Given text:

__________________________________________________

The short story “Pornography” opens Ian McEwan’s second collection of short stories, In between the Sheets (1978). The story returns to the familiar themes of McEwan’s earlier collection of stories, First Love, Last Rites (1972), with its focus on the relationship between sexuality and violence.
The main character, O’Byrne, works in his brother Harold’s pornography shop in London. O’Byrne resents his older brother and works listlessly for him as his brother updates his shop to focus on selling American pornography, more lucrative than its British equivalents. O’Byrne spends his free time drinking with his brother’s friends and visiting the flats of two nurses, both of whom work at the same hospital but in different wards. Pauline, in the children’s ward, is passive and quiet; Lucy, from the other side of the hospital, leads O’Byrne into increasingly unusual sexual games and activities, including an episode in which she urinates on him as he achieves orgasm. O’Byrne, despite his initial distaste for such activities, eventually submits and begins to enjoy them. Infected with a venereal disease at the opening of the story, O’Byrne knowingly spreads it to both nurses. He suspends both relationships during the two weeks he receives medical treatments, which sap his sexual desire. When he returns to Lucy’s flat for a prearranged assignation, she plies him with food, wine, conversation, and sexual titillation. She ties him up on the bed, and O’Byrne prepares for a new game of domination and submission. Instead, Pauline arrives at the fl at, and the two nurses begin sterilizing surgical equipment, preparing to castrate O’Byrne. He struggles desperately against his bonds, though he seems perversely excited at the prospect of his own castration, and manages to free one hand in the story’s final paragraph. The story’s concluding lines, however, suggest that his sexual excitement will not allow him to escape, and the final line of dialogue from Lucy indicates that the operation has begun.

__________________________________________________

Region pointing items:
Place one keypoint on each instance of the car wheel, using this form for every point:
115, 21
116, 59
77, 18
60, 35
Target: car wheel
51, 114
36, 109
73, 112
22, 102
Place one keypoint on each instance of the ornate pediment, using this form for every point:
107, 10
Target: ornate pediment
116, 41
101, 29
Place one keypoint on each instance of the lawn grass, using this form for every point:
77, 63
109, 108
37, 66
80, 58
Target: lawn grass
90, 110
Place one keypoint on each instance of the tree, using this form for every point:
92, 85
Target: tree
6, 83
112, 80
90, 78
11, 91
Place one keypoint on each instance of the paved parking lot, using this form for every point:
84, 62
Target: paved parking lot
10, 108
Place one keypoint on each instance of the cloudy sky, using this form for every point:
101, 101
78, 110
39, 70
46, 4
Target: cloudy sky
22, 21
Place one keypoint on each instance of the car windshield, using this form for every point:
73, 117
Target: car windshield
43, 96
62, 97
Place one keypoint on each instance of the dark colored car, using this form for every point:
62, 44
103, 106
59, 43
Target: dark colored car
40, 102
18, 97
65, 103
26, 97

__________________________________________________

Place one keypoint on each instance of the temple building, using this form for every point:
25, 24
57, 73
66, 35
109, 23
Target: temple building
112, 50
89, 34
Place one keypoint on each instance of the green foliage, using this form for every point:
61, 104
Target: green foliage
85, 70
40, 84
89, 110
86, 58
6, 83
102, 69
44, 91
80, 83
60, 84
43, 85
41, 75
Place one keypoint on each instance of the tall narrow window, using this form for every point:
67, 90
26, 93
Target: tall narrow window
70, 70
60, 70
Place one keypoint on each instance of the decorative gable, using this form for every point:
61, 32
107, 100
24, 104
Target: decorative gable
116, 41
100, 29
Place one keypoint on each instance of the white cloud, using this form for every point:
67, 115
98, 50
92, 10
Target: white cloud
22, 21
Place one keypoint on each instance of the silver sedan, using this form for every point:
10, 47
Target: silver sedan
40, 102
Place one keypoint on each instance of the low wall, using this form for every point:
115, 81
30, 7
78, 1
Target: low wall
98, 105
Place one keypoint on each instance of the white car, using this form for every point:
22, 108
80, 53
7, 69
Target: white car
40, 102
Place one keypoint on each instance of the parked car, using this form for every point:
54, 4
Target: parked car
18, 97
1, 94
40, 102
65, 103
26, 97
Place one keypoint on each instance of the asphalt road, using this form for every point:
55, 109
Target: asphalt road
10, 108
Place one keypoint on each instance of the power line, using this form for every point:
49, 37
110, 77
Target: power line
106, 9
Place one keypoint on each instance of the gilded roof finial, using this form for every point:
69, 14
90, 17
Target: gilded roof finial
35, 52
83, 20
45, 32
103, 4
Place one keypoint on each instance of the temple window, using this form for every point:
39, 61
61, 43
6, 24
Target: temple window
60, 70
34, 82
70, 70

__________________________________________________

What to produce: Reproduce the entire summary of "Pornography" word for word. The items have nothing to do with the summary of "Pornography."

Task answer:
The short story “Pornography” opens Ian McEwan’s second collection of short stories, In between the Sheets (1978). The story returns to the familiar themes of McEwan’s earlier collection of stories, First Love, Last Rites (1972), with its focus on the relationship between sexuality and violence.
The main character, O’Byrne, works in his brother Harold’s pornography shop in London. O’Byrne resents his older brother and works listlessly for him as his brother updates his shop to focus on selling American pornography, more lucrative than its British equivalents. O’Byrne spends his free time drinking with his brother’s friends and visiting the flats of two nurses, both of whom work at the same hospital but in different wards. Pauline, in the children’s ward, is passive and quiet; Lucy, from the other side of the hospital, leads O’Byrne into increasingly unusual sexual games and activities, including an episode in which she urinates on him as he achieves orgasm. O’Byrne, despite his initial distaste for such activities, eventually submits and begins to enjoy them. Infected with a venereal disease at the opening of the story, O’Byrne knowingly spreads it to both nurses. He suspends both relationships during the two weeks he receives medical treatments, which sap his sexual desire. When he returns to Lucy’s flat for a prearranged assignation, she plies him with food, wine, conversation, and sexual titillation. She ties him up on the bed, and O’Byrne prepares for a new game of domination and submission. Instead, Pauline arrives at the fl at, and the two nurses begin sterilizing surgical equipment, preparing to castrate O’Byrne. He struggles desperately against his bonds, though he seems perversely excited at the prospect of his own castration, and manages to free one hand in the story’s final paragraph. The story’s concluding lines, however, suggest that his sexual excitement will not allow him to escape, and the final line of dialogue from Lucy indicates that the operation has begun.